>> Begin
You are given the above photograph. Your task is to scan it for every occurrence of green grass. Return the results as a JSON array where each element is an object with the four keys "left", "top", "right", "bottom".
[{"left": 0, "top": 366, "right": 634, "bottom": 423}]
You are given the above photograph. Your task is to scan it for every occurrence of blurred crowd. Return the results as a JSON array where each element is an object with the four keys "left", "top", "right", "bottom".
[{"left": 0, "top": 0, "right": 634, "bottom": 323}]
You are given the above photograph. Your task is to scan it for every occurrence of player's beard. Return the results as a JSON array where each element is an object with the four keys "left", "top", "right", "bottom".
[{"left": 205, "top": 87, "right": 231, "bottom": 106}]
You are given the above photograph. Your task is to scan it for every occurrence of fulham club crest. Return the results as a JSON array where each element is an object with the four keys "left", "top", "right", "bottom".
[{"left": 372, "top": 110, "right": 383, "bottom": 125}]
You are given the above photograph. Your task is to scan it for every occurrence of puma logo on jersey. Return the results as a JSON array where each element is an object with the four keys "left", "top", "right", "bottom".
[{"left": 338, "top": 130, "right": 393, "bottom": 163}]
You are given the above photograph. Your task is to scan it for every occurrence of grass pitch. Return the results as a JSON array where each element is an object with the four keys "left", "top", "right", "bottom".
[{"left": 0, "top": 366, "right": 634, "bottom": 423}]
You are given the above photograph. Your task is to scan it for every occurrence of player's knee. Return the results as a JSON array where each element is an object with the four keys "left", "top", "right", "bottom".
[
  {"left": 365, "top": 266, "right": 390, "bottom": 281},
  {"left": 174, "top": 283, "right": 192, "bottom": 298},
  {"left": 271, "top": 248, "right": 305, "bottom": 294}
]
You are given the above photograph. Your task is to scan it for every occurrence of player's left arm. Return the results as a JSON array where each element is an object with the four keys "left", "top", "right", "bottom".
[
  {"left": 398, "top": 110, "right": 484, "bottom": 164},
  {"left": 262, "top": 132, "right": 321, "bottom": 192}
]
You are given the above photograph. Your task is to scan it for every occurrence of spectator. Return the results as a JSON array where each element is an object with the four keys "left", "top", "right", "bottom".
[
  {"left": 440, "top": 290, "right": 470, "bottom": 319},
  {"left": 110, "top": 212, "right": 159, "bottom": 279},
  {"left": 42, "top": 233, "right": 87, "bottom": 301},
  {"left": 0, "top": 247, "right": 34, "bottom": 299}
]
>> End
▶ [What you will do]
Please locate every line in the entries above that contains the string "grass" and copy each of those lines. Case counts.

▶ [The reply]
You are given the above photograph. Your task is to scan it for every occurrence of green grass. Return the results as a JSON array where each element is an object with the four keys "left", "top", "right", "bottom".
You are given the above photograph. Your task is to scan it for every occurrence of grass pitch. Return the results as a JSON array where each element is an object with the four keys "left", "top", "right", "bottom".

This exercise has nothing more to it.